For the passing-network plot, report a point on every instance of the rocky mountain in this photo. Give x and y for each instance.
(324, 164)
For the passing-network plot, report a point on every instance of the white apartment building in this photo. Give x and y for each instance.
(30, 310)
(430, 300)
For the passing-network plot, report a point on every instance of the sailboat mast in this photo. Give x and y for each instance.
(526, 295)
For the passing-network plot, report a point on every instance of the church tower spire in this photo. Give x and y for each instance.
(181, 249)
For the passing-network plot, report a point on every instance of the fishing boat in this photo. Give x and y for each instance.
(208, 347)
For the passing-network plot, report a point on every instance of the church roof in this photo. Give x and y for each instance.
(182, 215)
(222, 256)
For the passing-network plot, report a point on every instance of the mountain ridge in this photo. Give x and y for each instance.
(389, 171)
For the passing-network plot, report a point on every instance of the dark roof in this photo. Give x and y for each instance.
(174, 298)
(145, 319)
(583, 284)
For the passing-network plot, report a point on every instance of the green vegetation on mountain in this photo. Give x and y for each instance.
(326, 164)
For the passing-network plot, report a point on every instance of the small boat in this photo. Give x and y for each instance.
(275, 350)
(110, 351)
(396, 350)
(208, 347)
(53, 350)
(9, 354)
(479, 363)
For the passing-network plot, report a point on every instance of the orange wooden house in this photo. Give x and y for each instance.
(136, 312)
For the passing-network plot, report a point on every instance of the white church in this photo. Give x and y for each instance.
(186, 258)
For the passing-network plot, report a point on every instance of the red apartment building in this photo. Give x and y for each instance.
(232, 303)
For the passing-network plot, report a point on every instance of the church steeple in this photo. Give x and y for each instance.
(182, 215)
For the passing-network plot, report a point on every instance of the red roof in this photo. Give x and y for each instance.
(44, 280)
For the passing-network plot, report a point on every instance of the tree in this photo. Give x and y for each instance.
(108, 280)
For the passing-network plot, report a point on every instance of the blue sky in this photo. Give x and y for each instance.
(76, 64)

TASK BRIEF
What is needed is an exact copy of every entry above.

WRITTEN SOLUTION
For the passing-network plot, report a point on every instance of the rocky mountain in this photo. Give x and y for each instance.
(324, 164)
For the passing-network plot, report a point on every instance of the white apartment building in this photo. Give x and y for each instance.
(30, 310)
(430, 300)
For the passing-network plot, report a point on every instance of the sailboat mast in this photo. Give x and y for each instance.
(526, 295)
For the passing-network plot, report a point on every instance of the church tower spire in this photo. Give x and y for each instance.
(181, 249)
For the passing-network plot, report a point on every instance of the fishing boat in this photo. Give x and y for each instance.
(208, 347)
For the passing-network plot, report a point on every instance of the church roof in this photo. Give x and y for each instance.
(182, 215)
(222, 256)
For the passing-network plot, report a point on every instance of the mountain ridge in this photo. Give x and y for each instance.
(389, 171)
For the passing-network plot, report a point on every instance of the dark roof in this photo. Give x and y for each instance.
(174, 298)
(145, 319)
(583, 284)
For the passing-network plot, report a point on every instance of the green vegetation on mountain in this photo. Give x and y for each instance.
(326, 164)
For the passing-network plot, report a point on every instance of the small boat in this photo. Give x and y for each instance.
(275, 350)
(110, 351)
(396, 350)
(208, 347)
(53, 350)
(9, 354)
(479, 363)
For the passing-network plot, report a point on every instance of the orange wooden house in this photo. Give x and y for each instance.
(136, 312)
For the passing-network plot, report a point on every instance of the white church in this photo. Give x and y for each instance.
(186, 258)
For the passing-network plot, report a point on every instance of the red apartment building in this photo. Give x and y for each instance.
(232, 303)
For the passing-network plot, report a point on every instance of the church steeple in this photo. Give x and y for each instance.
(182, 215)
For the passing-network plot, report a point on every instance of the red roof in this photo. Give x and y for each instance.
(44, 280)
For the passing-network plot, report a point on every instance of the tree in this photo. Give x and y for each instance.
(108, 280)
For the passing-network plot, report a point on every instance of the blue sky in this photo. Give x and y for each instance.
(76, 64)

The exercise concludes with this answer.